┌─ RECORDS FOR PROCESSING

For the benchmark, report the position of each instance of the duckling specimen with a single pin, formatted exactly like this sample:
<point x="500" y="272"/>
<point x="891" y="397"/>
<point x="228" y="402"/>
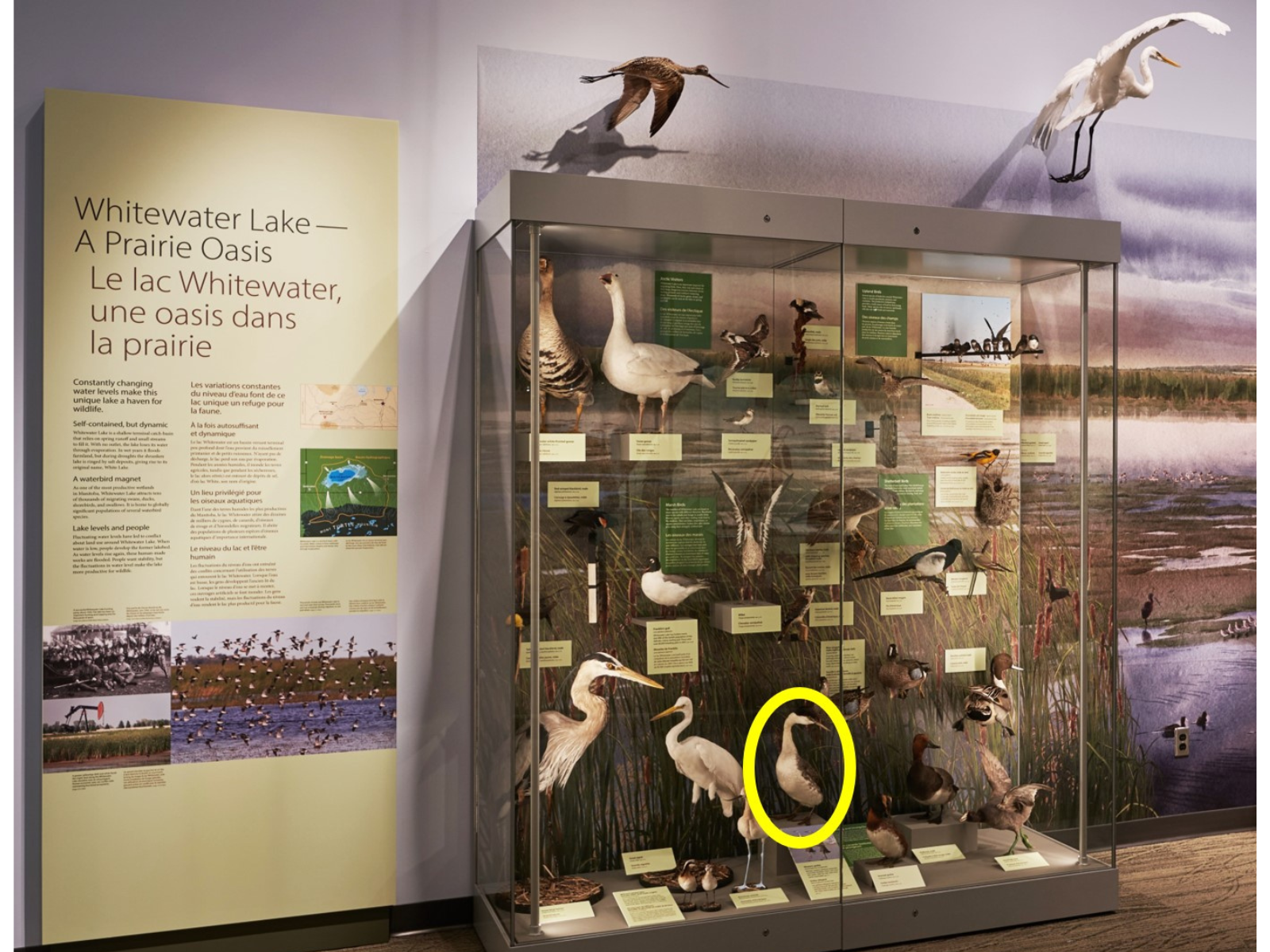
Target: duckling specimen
<point x="563" y="371"/>
<point x="1009" y="806"/>
<point x="645" y="370"/>
<point x="930" y="786"/>
<point x="988" y="704"/>
<point x="798" y="777"/>
<point x="651" y="73"/>
<point x="902" y="674"/>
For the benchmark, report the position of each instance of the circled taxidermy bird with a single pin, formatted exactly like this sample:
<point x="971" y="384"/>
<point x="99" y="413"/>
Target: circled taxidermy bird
<point x="563" y="371"/>
<point x="1109" y="82"/>
<point x="664" y="76"/>
<point x="645" y="370"/>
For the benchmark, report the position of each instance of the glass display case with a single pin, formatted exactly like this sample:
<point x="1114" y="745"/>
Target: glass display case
<point x="730" y="444"/>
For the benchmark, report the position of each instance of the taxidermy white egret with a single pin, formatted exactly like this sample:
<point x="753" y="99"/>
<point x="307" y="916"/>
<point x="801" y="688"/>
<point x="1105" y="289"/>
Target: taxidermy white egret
<point x="1109" y="82"/>
<point x="710" y="768"/>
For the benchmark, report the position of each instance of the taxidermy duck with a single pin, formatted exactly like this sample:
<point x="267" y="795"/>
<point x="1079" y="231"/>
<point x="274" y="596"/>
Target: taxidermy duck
<point x="930" y="786"/>
<point x="988" y="704"/>
<point x="563" y="372"/>
<point x="645" y="370"/>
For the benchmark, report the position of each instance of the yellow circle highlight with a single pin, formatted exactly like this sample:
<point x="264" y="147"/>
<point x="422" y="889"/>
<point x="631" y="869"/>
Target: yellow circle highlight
<point x="849" y="768"/>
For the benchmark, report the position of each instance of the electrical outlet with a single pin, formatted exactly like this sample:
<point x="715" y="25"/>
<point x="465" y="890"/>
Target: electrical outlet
<point x="1181" y="742"/>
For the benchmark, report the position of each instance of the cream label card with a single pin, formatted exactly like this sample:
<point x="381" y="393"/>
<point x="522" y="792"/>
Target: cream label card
<point x="552" y="654"/>
<point x="1022" y="861"/>
<point x="756" y="385"/>
<point x="899" y="879"/>
<point x="822" y="336"/>
<point x="965" y="660"/>
<point x="939" y="854"/>
<point x="648" y="861"/>
<point x="1038" y="447"/>
<point x="819" y="564"/>
<point x="672" y="647"/>
<point x="902" y="603"/>
<point x="573" y="495"/>
<point x="851" y="456"/>
<point x="648" y="907"/>
<point x="829" y="879"/>
<point x="831" y="615"/>
<point x="844" y="664"/>
<point x="747" y="446"/>
<point x="760" y="898"/>
<point x="956" y="486"/>
<point x="960" y="583"/>
<point x="565" y="912"/>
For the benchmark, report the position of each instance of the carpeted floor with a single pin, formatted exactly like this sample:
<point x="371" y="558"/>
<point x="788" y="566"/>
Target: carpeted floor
<point x="1214" y="875"/>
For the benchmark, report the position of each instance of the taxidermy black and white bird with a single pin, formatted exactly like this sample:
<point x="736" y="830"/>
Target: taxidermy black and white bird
<point x="746" y="348"/>
<point x="926" y="565"/>
<point x="667" y="590"/>
<point x="664" y="76"/>
<point x="1108" y="82"/>
<point x="751" y="539"/>
<point x="645" y="370"/>
<point x="563" y="372"/>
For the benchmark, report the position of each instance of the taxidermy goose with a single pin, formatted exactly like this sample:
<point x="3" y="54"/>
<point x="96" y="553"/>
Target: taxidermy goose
<point x="645" y="370"/>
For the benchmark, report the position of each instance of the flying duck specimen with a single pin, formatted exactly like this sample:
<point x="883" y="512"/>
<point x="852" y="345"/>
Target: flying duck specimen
<point x="751" y="539"/>
<point x="563" y="371"/>
<point x="893" y="386"/>
<point x="1009" y="806"/>
<point x="645" y="370"/>
<point x="746" y="347"/>
<point x="651" y="73"/>
<point x="667" y="590"/>
<point x="902" y="674"/>
<point x="930" y="786"/>
<point x="926" y="565"/>
<point x="710" y="768"/>
<point x="988" y="704"/>
<point x="1108" y="82"/>
<point x="884" y="833"/>
<point x="794" y="774"/>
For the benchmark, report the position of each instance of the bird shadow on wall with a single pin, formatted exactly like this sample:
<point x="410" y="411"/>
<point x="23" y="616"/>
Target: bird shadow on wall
<point x="590" y="148"/>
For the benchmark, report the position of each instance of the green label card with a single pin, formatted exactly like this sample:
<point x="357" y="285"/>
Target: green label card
<point x="910" y="524"/>
<point x="686" y="535"/>
<point x="683" y="310"/>
<point x="882" y="321"/>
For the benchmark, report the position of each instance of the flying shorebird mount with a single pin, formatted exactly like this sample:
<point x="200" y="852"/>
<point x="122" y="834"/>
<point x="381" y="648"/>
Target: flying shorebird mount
<point x="672" y="528"/>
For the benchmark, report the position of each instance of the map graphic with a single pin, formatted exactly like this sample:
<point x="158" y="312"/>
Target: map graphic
<point x="348" y="406"/>
<point x="348" y="493"/>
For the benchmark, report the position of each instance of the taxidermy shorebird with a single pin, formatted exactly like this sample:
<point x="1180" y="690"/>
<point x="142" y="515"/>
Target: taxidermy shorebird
<point x="710" y="768"/>
<point x="1009" y="806"/>
<point x="664" y="76"/>
<point x="645" y="370"/>
<point x="751" y="539"/>
<point x="563" y="371"/>
<point x="1108" y="83"/>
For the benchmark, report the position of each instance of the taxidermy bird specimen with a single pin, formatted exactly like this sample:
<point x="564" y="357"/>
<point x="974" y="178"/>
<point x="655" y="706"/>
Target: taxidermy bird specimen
<point x="1009" y="806"/>
<point x="902" y="674"/>
<point x="710" y="768"/>
<point x="893" y="386"/>
<point x="746" y="347"/>
<point x="794" y="774"/>
<point x="1108" y="82"/>
<point x="664" y="76"/>
<point x="930" y="786"/>
<point x="667" y="590"/>
<point x="925" y="565"/>
<point x="563" y="371"/>
<point x="988" y="704"/>
<point x="645" y="370"/>
<point x="751" y="539"/>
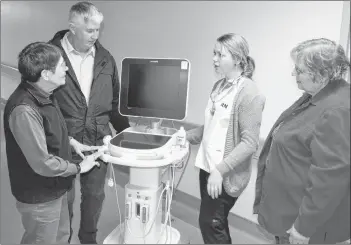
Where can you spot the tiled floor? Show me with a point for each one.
(12, 230)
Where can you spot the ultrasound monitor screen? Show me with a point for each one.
(153, 87)
(156, 88)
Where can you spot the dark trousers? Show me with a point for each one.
(282, 239)
(213, 219)
(93, 195)
(45, 222)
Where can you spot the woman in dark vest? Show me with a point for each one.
(38, 149)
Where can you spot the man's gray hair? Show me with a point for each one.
(85, 10)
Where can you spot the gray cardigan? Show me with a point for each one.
(242, 138)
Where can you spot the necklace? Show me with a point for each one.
(215, 94)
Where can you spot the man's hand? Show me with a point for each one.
(89, 162)
(214, 184)
(296, 237)
(80, 148)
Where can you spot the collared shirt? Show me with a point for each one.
(216, 126)
(31, 139)
(83, 66)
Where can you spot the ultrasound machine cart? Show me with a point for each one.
(150, 88)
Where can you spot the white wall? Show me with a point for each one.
(189, 30)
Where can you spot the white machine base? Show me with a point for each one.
(170, 236)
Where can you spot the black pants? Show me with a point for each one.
(93, 195)
(213, 219)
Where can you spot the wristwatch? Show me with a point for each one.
(78, 168)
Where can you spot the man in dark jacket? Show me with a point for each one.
(38, 149)
(88, 101)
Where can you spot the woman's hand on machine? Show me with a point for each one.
(89, 162)
(214, 183)
(79, 148)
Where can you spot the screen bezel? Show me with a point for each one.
(154, 113)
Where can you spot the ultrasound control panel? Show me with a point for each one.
(139, 141)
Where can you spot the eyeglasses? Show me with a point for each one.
(300, 71)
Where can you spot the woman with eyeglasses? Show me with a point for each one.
(303, 180)
(229, 137)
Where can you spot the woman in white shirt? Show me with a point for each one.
(229, 136)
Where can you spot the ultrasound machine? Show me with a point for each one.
(155, 89)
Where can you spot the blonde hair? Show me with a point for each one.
(323, 58)
(239, 49)
(86, 11)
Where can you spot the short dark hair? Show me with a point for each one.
(35, 58)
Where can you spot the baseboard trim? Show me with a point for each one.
(188, 206)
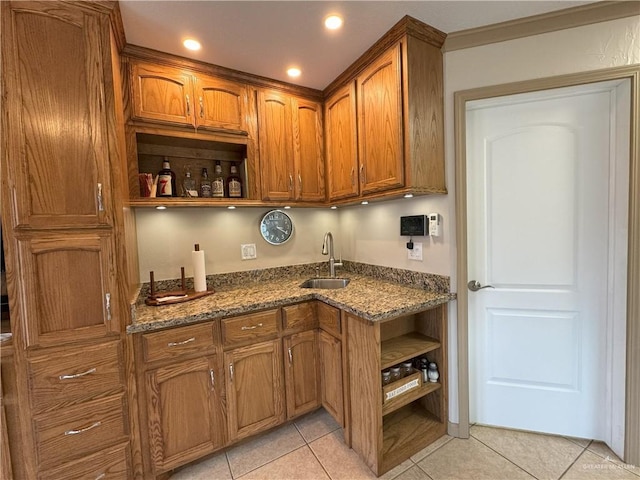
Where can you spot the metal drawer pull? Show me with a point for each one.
(82, 430)
(184, 342)
(251, 328)
(77, 375)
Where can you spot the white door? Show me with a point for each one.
(543, 218)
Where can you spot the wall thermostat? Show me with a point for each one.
(413, 225)
(434, 224)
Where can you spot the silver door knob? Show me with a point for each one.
(475, 285)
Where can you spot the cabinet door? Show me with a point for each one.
(380, 143)
(342, 147)
(220, 104)
(162, 94)
(185, 417)
(331, 375)
(69, 288)
(275, 140)
(301, 373)
(255, 394)
(308, 146)
(55, 62)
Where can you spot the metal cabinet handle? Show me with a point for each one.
(99, 196)
(82, 430)
(251, 327)
(77, 375)
(107, 301)
(475, 285)
(184, 342)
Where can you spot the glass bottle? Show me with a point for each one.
(189, 184)
(205, 184)
(234, 183)
(166, 181)
(217, 186)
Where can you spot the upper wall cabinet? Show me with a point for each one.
(290, 144)
(180, 97)
(56, 120)
(395, 144)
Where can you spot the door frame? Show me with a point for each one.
(632, 390)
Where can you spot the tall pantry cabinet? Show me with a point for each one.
(63, 225)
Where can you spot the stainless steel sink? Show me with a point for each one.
(325, 283)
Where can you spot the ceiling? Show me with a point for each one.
(267, 37)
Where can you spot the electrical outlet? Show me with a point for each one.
(248, 251)
(416, 252)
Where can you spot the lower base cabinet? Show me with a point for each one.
(255, 391)
(185, 415)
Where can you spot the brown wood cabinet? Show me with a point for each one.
(290, 142)
(302, 380)
(342, 144)
(181, 97)
(255, 390)
(185, 414)
(386, 430)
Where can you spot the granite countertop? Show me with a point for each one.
(370, 298)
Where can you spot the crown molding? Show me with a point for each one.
(543, 23)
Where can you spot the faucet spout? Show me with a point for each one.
(327, 249)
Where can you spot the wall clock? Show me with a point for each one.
(276, 227)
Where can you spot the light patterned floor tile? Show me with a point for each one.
(545, 457)
(593, 467)
(470, 460)
(316, 424)
(214, 467)
(263, 449)
(300, 464)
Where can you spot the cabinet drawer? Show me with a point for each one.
(74, 376)
(299, 317)
(247, 328)
(80, 430)
(111, 464)
(178, 341)
(329, 319)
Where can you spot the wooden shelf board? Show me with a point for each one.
(408, 397)
(405, 347)
(405, 432)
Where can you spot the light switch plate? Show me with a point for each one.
(416, 252)
(248, 251)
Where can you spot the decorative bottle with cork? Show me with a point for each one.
(234, 183)
(166, 181)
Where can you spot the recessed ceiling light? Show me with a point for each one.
(333, 22)
(192, 44)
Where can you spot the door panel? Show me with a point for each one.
(538, 203)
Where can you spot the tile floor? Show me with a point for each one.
(312, 448)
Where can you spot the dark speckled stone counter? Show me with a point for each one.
(371, 298)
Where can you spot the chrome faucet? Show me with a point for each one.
(327, 249)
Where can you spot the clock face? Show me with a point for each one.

└─

WHAT IS EXPECTED: Repeat, without changes, every line from the one that contains "Where can you spot the faucet" through the final line of the data.

RESULT:
Where can you spot the faucet spout? Show me with a point for each one.
(327, 249)
Where can you spot the wall clock? Show me with a point for each one.
(276, 227)
Where can you spot the light patterned floor tile? Show me with a point for each one.
(545, 457)
(593, 467)
(470, 460)
(316, 424)
(214, 467)
(263, 449)
(300, 464)
Where can you spot the cabinet drawer? Show me with a point for each one.
(74, 376)
(299, 317)
(247, 328)
(80, 430)
(111, 464)
(178, 341)
(329, 319)
Where can you spot the wooden shelf board? Show me with a point for each one.
(408, 397)
(405, 347)
(405, 432)
Where can you spot the light switch plate? Show me with a point for each one.
(416, 252)
(248, 251)
Where can you spot the decorative bottle with cork? Show me with a point for each one.
(234, 183)
(166, 181)
Where can you spot the recessed ceiling light? Show me with a point for each one.
(333, 22)
(192, 44)
Where can you spot the door panel? Show me with a point for each one.
(538, 203)
Where can you spot the tile floor? Show me with a point for each one.
(312, 448)
Where can you spot the dark speckled stone counter? Show me with a point for each one.
(371, 298)
Where can you spot the chrome faucet? Show me with a point for each one.
(327, 249)
Where can you spot the clock face? Show me with a point for each one.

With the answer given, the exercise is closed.